_Exercise description:_
Write out everything in the article on the Frederick Douglass Voice from "In this interview, Coles" down to "Rochester's Black community.", word for word.

_Extract:_
Rochester's Longest-Running Black Newspaper Aimed to Inform, Uplift; Legacy Lives On In Digital Form

ROCHESTER NY--The Frederick Douglass Voice newspaper will take on new life as issues are digitized by the Rochester Museum and Science Center.

The paper was founded during the 1930s as The Voice and was until the 1990s, making it the longest running Black-owned paper in Rochester's history.

Reclaiming the Narrative's Leslie Hannon recently spoke with Joan Coles Howard, the last editor of the Frederick Douglass Voice newspaper, and daughter of the paper's founder, Howard W Coles.

In this interview, Coles Howard explains that the paper's mission was to bring all kinds of news -- including, importantly, good news -- to Rochester's Black community.

The interview is part of a series of interviews exploring grassroots and independent news media in Upstate New York and beyond, that can be accessed here.

_Source data:_
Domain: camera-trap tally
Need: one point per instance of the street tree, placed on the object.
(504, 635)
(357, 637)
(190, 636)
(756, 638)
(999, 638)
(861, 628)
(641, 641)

_Written answer:_
In this interview, Coles Howard explains that the paper's mission was to bring all kinds of news -- including, importantly, good news -- to Rochester's Black community.